> _Selection_:

# Bumper Boys and COOLLLLD Weather



## KEukaFlyer (Oct 7, 2005)

I've been reading back aways and it seems some people have problems with their Bumper Boys in cold weather.

Mine are hit-and-miss. The other day it was 15-20 degrees and one BB worked fine and they other shot both bumpers about 4 feet in the air. First step I cleaned out the inside of the launcher barrel, didn't help. I got out the directions and put some grease on the O-rings and yesterday it helped - 3 succesful launches and 1 failed off of the one and the other was fine.

I do have to mention the one I am having trouble with was left in a light rain one night, but I brought it in and dried it off...no long term affects I can see. They are also the newer models, I just bought them this year.

Does anyone else have these types of problems or any solutions?????

Thanks!!
Joe


----------



## roxie (Oct 23, 2003)

Hi Joe.

The moisture hinders the .22 cartridge powder from fully burning....thus creating weak/poor launches.

The key is to store them in a dry, low humidity area. Moisture and electronics are not friends. :wink: 

Good luck.


----------



## John Lash (Sep 19, 2006)

Joe,
I've been using Bumper Boys a long time. The few problems I've had were: 

Moisture, I'm sure you already know they don't work if the inside of the bumper or the barrel is wet or even damp. If you shoot them into water BB says to spin them around, like a windmill, or dry them out with a shotgun cleaning swab. I've done O.K. with a 12 gauge wire brush and patches to dry them. When the dogs bring them back you can lay them down so that water drains out instead of lays in them. It's easier to use spare dry bumpers though. Even wet cover, if the dog carries it a certain way or the bounce from when it's shot, it doesn't take much.


I've never had a problem that I think was temperature related, but I'm sure even a little snow in a bumper would be bad.

> _Record set_:
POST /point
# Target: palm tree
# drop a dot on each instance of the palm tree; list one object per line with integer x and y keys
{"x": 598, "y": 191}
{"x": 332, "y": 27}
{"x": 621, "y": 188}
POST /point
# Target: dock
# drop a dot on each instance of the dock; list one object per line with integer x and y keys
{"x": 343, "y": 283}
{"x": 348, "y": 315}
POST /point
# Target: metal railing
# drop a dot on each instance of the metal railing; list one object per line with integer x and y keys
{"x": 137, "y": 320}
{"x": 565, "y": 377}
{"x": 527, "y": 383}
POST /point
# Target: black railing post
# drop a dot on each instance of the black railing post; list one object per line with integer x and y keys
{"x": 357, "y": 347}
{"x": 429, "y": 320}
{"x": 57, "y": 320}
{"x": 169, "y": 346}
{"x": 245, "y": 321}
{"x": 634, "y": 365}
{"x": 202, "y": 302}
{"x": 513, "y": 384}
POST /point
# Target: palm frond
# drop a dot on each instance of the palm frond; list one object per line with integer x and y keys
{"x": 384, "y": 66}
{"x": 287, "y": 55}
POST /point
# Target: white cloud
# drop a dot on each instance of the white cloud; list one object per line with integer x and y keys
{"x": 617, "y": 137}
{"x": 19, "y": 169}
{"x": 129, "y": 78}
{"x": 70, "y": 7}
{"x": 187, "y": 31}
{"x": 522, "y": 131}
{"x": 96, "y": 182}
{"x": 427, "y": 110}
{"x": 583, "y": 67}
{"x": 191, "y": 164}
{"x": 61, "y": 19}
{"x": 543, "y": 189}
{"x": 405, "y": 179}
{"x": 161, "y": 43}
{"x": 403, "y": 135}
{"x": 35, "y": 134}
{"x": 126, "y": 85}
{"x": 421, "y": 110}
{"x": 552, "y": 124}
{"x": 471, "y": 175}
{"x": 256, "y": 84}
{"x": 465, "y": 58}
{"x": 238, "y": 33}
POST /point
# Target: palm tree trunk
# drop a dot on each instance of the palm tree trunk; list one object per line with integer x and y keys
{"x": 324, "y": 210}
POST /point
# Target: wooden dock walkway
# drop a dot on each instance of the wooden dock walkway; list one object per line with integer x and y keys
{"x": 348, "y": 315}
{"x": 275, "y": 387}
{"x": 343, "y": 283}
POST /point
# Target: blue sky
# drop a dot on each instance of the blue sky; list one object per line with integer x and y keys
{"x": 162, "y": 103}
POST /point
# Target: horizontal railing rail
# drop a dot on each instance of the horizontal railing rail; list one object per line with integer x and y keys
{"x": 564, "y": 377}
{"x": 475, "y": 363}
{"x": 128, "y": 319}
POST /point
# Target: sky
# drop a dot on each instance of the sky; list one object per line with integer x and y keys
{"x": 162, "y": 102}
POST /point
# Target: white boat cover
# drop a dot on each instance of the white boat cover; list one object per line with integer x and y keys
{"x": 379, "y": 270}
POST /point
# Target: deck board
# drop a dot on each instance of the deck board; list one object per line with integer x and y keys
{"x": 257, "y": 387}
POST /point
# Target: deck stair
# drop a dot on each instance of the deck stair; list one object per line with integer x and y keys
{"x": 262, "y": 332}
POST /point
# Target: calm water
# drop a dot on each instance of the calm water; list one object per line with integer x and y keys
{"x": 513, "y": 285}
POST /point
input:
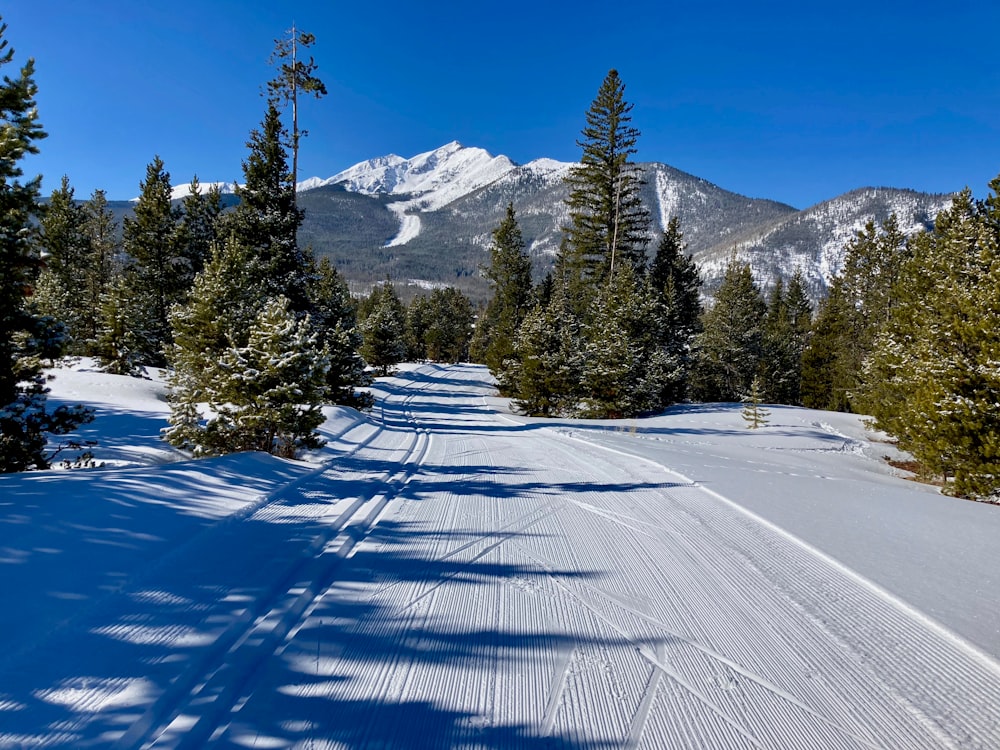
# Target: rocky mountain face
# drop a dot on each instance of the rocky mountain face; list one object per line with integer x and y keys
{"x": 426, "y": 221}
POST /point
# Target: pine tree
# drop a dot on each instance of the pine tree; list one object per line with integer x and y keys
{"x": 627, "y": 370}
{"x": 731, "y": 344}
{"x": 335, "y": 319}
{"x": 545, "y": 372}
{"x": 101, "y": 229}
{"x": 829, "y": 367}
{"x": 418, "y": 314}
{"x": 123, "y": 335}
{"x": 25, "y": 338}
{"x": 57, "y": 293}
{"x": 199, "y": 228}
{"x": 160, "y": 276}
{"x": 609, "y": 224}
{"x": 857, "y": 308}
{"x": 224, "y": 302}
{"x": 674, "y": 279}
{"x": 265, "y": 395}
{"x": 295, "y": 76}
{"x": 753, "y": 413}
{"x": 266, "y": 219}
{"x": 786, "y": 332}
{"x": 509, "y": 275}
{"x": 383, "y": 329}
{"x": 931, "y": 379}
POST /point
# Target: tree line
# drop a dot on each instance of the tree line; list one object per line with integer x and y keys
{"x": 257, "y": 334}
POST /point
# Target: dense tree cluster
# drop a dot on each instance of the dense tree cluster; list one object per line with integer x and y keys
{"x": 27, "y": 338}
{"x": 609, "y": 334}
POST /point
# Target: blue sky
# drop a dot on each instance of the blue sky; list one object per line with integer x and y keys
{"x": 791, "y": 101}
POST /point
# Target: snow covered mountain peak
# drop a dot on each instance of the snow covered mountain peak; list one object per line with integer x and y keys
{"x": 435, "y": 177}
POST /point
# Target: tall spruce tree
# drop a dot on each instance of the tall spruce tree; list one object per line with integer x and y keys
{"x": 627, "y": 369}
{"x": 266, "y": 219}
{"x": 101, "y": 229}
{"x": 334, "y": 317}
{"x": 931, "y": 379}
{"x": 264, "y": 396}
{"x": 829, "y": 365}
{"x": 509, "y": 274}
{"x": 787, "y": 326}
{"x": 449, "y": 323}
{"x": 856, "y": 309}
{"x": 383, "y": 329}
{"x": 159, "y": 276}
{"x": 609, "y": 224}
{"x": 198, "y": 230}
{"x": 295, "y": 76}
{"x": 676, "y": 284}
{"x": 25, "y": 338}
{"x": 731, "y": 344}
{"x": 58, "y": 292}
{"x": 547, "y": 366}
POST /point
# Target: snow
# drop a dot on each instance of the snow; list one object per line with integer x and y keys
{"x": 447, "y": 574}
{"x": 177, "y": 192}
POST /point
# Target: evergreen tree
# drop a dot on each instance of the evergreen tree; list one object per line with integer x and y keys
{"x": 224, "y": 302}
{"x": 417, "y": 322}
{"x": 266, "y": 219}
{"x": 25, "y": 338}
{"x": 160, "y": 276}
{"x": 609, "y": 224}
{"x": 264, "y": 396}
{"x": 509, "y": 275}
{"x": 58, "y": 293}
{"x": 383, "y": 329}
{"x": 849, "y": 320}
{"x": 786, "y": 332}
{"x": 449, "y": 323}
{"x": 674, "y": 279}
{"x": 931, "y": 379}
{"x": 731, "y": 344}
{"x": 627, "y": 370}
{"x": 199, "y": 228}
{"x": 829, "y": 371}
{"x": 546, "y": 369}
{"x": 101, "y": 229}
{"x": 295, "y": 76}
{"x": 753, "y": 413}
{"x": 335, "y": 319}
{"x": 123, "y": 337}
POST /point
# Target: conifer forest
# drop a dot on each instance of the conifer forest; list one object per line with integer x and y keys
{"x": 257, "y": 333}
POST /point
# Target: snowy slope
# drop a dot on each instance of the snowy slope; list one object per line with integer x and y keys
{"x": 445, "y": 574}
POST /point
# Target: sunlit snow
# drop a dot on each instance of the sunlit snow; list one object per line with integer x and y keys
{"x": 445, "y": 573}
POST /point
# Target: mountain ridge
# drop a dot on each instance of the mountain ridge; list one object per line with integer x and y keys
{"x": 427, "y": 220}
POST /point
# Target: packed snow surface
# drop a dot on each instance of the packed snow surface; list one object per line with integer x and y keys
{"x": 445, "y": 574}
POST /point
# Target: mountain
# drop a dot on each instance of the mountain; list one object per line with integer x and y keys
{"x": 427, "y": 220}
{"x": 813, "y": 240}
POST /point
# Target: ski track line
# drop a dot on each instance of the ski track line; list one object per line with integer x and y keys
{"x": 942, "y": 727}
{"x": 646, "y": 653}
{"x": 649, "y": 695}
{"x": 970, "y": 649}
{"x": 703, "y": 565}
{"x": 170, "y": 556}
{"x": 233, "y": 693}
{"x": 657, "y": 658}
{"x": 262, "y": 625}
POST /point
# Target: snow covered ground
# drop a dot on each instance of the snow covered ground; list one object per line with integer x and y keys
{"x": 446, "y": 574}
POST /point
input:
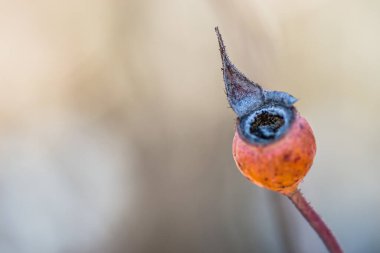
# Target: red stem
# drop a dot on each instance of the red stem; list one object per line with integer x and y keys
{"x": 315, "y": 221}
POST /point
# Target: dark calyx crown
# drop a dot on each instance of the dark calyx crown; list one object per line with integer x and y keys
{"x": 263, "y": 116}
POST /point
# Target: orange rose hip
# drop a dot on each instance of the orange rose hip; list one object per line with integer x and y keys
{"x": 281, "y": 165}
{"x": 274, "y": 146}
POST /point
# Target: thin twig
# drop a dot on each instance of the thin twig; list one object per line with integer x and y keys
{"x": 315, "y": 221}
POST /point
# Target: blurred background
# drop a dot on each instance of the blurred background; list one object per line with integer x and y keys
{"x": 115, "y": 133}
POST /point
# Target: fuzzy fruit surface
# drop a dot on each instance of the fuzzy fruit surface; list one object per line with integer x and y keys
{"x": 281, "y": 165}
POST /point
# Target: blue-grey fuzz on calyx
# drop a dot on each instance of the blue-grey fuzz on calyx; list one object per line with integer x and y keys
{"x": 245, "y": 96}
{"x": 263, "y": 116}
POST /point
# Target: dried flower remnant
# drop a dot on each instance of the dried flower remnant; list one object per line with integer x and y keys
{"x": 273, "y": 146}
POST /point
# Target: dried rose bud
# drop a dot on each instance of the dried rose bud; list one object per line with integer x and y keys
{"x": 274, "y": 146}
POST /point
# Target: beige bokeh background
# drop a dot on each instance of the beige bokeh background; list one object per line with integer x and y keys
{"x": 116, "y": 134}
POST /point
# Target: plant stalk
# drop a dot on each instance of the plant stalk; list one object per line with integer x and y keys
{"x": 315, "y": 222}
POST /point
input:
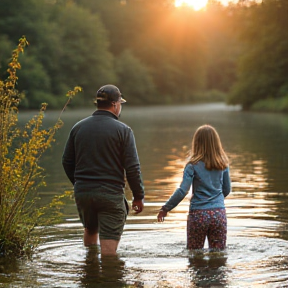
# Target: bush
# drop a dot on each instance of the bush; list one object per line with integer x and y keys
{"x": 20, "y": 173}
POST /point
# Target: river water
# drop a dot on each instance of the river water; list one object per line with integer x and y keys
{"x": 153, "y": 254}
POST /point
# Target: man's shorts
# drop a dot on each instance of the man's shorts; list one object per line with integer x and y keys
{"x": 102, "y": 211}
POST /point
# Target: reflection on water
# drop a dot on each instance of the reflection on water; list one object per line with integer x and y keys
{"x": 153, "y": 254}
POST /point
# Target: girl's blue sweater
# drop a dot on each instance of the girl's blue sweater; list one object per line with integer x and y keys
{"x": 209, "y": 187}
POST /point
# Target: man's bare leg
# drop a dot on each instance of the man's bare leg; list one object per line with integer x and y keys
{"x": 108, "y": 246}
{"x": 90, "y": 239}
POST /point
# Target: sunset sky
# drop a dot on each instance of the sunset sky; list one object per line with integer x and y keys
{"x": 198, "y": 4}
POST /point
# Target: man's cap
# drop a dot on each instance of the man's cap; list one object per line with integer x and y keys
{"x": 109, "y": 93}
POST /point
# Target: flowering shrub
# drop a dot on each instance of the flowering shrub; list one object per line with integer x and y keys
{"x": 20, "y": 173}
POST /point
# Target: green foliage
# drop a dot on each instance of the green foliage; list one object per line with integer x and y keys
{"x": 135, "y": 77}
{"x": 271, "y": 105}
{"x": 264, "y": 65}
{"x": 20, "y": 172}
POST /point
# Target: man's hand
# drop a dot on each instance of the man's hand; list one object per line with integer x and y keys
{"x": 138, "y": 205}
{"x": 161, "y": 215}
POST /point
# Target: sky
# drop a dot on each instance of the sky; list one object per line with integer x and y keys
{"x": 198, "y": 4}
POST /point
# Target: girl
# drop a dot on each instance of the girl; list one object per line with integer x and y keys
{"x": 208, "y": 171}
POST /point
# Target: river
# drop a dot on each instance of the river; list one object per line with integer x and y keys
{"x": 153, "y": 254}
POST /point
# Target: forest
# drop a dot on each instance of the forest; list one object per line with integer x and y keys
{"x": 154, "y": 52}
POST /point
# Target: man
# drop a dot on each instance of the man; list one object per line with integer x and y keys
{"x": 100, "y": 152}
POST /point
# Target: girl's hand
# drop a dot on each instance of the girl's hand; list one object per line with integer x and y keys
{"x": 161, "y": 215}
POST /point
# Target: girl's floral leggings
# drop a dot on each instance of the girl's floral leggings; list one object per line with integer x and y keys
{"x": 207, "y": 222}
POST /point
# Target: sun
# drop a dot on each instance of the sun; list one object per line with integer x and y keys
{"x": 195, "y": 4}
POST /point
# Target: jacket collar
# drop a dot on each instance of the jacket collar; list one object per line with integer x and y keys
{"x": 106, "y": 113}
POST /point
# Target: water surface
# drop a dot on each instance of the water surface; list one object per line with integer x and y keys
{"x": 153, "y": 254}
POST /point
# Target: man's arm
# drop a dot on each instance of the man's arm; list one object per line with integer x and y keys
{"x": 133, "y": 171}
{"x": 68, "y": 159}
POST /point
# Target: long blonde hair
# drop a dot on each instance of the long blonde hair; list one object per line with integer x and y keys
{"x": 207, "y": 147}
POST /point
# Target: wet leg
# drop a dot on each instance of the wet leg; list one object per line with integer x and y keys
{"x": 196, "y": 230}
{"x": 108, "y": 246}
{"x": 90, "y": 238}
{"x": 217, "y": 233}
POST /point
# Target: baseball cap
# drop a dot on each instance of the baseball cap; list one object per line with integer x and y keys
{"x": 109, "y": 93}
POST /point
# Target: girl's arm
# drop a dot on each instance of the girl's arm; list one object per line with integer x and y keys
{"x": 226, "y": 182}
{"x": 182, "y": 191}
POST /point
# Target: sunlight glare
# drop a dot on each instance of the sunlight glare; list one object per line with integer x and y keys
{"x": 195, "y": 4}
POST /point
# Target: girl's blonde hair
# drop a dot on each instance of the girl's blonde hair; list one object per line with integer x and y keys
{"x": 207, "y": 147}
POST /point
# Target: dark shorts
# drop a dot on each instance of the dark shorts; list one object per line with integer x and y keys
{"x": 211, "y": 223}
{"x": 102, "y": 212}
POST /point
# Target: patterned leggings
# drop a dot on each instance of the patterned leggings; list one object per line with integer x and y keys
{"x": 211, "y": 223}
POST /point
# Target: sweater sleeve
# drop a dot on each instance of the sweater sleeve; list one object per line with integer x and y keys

> _Task prompt_: For each statement below, state yes or no for whether it agrees with the Bumper Boys thread, and quote the thread's deciding words. 1. Putting grease on the O-rings helped Joe's launches. 2. John Lash has had a problem he thinks was temperature related. 3. Roxie says moisture hinders the .22 cartridge powder from fully burning.

> _Solution for this task_:
1. Yes: "put some grease on the O-rings and yesterday it helped"
2. No: "I've never had a problem that I think was temperature related"
3. Yes: "The moisture hinders the .22 cartridge powder from fully burning"